Data items
****************************************
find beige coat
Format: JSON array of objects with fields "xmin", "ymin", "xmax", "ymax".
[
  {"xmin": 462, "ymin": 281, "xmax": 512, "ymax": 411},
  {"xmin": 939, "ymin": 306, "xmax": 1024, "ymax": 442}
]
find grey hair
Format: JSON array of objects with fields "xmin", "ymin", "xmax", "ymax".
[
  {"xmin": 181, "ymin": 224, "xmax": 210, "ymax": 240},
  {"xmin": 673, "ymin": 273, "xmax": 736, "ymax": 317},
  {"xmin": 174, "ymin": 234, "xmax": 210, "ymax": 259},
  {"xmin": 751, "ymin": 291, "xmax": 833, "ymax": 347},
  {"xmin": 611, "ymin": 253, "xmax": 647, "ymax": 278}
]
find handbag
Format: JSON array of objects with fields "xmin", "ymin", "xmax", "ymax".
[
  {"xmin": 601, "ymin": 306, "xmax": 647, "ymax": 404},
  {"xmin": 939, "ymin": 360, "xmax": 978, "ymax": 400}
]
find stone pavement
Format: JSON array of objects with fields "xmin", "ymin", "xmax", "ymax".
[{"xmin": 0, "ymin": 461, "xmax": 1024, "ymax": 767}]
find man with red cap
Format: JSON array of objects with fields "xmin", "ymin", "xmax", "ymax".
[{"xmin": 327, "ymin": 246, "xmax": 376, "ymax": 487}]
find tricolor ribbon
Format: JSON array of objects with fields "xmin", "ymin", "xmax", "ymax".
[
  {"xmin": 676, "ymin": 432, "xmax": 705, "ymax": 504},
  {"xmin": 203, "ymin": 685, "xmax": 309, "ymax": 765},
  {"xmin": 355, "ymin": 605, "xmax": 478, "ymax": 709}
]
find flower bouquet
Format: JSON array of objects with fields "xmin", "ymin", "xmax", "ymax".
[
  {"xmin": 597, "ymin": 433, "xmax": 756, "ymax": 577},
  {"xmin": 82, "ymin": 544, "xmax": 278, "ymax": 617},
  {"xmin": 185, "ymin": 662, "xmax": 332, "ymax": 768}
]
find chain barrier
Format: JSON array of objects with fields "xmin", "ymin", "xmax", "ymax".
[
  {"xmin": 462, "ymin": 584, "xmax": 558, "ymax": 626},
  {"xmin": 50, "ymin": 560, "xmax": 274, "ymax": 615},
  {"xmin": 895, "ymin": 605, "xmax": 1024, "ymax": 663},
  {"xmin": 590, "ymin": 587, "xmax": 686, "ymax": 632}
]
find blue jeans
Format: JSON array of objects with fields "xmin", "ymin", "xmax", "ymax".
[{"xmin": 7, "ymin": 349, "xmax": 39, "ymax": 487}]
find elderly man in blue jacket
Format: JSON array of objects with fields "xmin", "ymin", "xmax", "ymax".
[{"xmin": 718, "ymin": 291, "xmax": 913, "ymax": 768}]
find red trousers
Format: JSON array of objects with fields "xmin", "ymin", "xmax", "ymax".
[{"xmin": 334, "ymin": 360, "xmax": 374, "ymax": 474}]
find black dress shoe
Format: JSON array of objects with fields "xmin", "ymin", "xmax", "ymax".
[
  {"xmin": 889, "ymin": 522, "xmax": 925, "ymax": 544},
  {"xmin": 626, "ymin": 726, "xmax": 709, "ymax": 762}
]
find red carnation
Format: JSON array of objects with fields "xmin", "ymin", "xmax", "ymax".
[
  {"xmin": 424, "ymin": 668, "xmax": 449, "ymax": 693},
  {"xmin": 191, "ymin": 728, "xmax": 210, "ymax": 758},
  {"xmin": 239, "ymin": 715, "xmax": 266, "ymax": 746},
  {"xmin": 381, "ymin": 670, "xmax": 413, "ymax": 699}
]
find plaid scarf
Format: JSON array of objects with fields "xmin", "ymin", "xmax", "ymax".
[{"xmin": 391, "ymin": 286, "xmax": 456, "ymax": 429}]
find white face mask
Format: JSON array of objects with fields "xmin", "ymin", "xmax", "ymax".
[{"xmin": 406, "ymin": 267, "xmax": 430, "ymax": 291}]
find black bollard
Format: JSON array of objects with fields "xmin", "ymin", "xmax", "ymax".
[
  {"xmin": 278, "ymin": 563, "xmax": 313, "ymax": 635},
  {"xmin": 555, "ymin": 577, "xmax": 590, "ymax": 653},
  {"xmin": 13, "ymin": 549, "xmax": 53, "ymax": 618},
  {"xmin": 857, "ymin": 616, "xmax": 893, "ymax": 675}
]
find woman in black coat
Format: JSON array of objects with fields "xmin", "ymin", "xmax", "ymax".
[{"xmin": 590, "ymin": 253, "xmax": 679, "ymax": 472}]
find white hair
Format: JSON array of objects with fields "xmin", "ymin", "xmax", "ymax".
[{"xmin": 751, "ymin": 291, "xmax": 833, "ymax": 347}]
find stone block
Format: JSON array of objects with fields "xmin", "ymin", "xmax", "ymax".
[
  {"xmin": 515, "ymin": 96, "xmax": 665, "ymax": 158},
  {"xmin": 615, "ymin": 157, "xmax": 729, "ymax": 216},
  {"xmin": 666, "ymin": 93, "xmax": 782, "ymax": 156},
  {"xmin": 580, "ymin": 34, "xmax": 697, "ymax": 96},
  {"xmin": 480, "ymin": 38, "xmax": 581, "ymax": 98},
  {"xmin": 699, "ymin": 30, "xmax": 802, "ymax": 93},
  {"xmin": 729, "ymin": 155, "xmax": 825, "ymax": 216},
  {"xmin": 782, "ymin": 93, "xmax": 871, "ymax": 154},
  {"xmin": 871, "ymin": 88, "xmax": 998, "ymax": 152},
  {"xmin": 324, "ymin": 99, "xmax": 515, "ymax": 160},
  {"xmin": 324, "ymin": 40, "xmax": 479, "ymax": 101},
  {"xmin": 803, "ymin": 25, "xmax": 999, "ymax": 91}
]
****************************************
[Exercise objective]: Please update the whole listing by replacing every "find" with "locate" and leaving everything else as it is.

[Expected output]:
locate beige coat
Format: JSON array of objects with fields "xmin", "ymin", "xmax", "ymax".
[
  {"xmin": 462, "ymin": 281, "xmax": 512, "ymax": 411},
  {"xmin": 939, "ymin": 306, "xmax": 1024, "ymax": 442}
]
locate grey hair
Format: JSON array of objects with fields "xmin", "ymin", "xmax", "ymax".
[
  {"xmin": 181, "ymin": 224, "xmax": 210, "ymax": 240},
  {"xmin": 673, "ymin": 273, "xmax": 736, "ymax": 317},
  {"xmin": 174, "ymin": 234, "xmax": 210, "ymax": 259},
  {"xmin": 751, "ymin": 291, "xmax": 833, "ymax": 347},
  {"xmin": 611, "ymin": 253, "xmax": 647, "ymax": 278}
]
locate handbag
Format: JSON array of objects with fields "xmin", "ymin", "xmax", "ymax".
[
  {"xmin": 601, "ymin": 306, "xmax": 647, "ymax": 404},
  {"xmin": 939, "ymin": 360, "xmax": 978, "ymax": 400}
]
locate stone pavement
Format: JSON array of objects with fields "xmin", "ymin", "xmax", "ymax".
[{"xmin": 0, "ymin": 461, "xmax": 1024, "ymax": 767}]
locate man with red cap
Format: JSON array of objects with fields "xmin", "ymin", "xmax", "ymax".
[{"xmin": 327, "ymin": 246, "xmax": 376, "ymax": 487}]
locate tricolor ribbon
Format: JSON array of objects with fields "xmin", "ymin", "xmax", "ymax".
[
  {"xmin": 676, "ymin": 432, "xmax": 705, "ymax": 504},
  {"xmin": 203, "ymin": 685, "xmax": 309, "ymax": 765},
  {"xmin": 355, "ymin": 605, "xmax": 478, "ymax": 709}
]
locate flower bouquet
Format: JSON array of objects with fields "xmin", "ymin", "xmax", "ymax".
[
  {"xmin": 597, "ymin": 433, "xmax": 756, "ymax": 577},
  {"xmin": 82, "ymin": 544, "xmax": 278, "ymax": 617},
  {"xmin": 185, "ymin": 662, "xmax": 332, "ymax": 768}
]
locate chain barrier
Format: JSON array of objects with fields "xmin", "ymin", "xmax", "ymax".
[
  {"xmin": 462, "ymin": 584, "xmax": 558, "ymax": 626},
  {"xmin": 50, "ymin": 560, "xmax": 274, "ymax": 615},
  {"xmin": 895, "ymin": 605, "xmax": 1024, "ymax": 663},
  {"xmin": 590, "ymin": 587, "xmax": 686, "ymax": 632}
]
locate blue jeans
Format: JSON array of objects with fields "xmin", "ymin", "xmax", "ymax".
[{"xmin": 7, "ymin": 349, "xmax": 39, "ymax": 487}]
locate elderly man in blue jacket
Format: JSON array of objects with fields "xmin", "ymin", "xmax", "ymax".
[{"xmin": 718, "ymin": 291, "xmax": 913, "ymax": 768}]
locate red trousers
Format: JSON array of objects with fields "xmin", "ymin", "xmax", "ymax".
[{"xmin": 334, "ymin": 360, "xmax": 374, "ymax": 474}]
locate black dress shoe
Format: JSON array of objects with fields "xmin", "ymin", "xmax", "ymax".
[
  {"xmin": 889, "ymin": 522, "xmax": 925, "ymax": 544},
  {"xmin": 626, "ymin": 726, "xmax": 709, "ymax": 762}
]
locate red carnation
Format: JSON array of objects with fields "xmin", "ymin", "xmax", "ymax".
[
  {"xmin": 424, "ymin": 668, "xmax": 449, "ymax": 693},
  {"xmin": 191, "ymin": 728, "xmax": 210, "ymax": 758},
  {"xmin": 239, "ymin": 715, "xmax": 266, "ymax": 746},
  {"xmin": 381, "ymin": 670, "xmax": 413, "ymax": 699}
]
locate plaid scarf
Format: JSON array of objects with fields "xmin", "ymin", "xmax", "ymax".
[{"xmin": 391, "ymin": 286, "xmax": 456, "ymax": 429}]
locate white face mask
Format: JSON array of objects with fields "xmin", "ymin", "xmax", "ymax".
[{"xmin": 406, "ymin": 267, "xmax": 430, "ymax": 291}]
locate black bollard
Format: JSON array of objects with fields "xmin", "ymin", "xmax", "ymax".
[
  {"xmin": 278, "ymin": 563, "xmax": 313, "ymax": 635},
  {"xmin": 555, "ymin": 577, "xmax": 590, "ymax": 653},
  {"xmin": 13, "ymin": 549, "xmax": 53, "ymax": 618},
  {"xmin": 857, "ymin": 616, "xmax": 893, "ymax": 675}
]
locate woman in black coat
Format: JSON array of objects with fields "xmin", "ymin", "xmax", "ymax".
[{"xmin": 590, "ymin": 253, "xmax": 679, "ymax": 472}]
locate white hair
Format: JSON array of objects with fields "xmin", "ymin", "xmax", "ymax".
[{"xmin": 751, "ymin": 291, "xmax": 833, "ymax": 347}]
locate stone block
Format: JSON array of objects with fields "xmin", "ymin", "xmax", "ymax".
[
  {"xmin": 515, "ymin": 96, "xmax": 665, "ymax": 158},
  {"xmin": 615, "ymin": 157, "xmax": 729, "ymax": 216},
  {"xmin": 666, "ymin": 93, "xmax": 782, "ymax": 156},
  {"xmin": 580, "ymin": 34, "xmax": 697, "ymax": 96},
  {"xmin": 480, "ymin": 38, "xmax": 581, "ymax": 98},
  {"xmin": 699, "ymin": 30, "xmax": 802, "ymax": 93},
  {"xmin": 729, "ymin": 155, "xmax": 825, "ymax": 216},
  {"xmin": 782, "ymin": 93, "xmax": 871, "ymax": 154},
  {"xmin": 871, "ymin": 88, "xmax": 998, "ymax": 152},
  {"xmin": 324, "ymin": 99, "xmax": 515, "ymax": 160},
  {"xmin": 324, "ymin": 40, "xmax": 479, "ymax": 101},
  {"xmin": 803, "ymin": 25, "xmax": 999, "ymax": 91}
]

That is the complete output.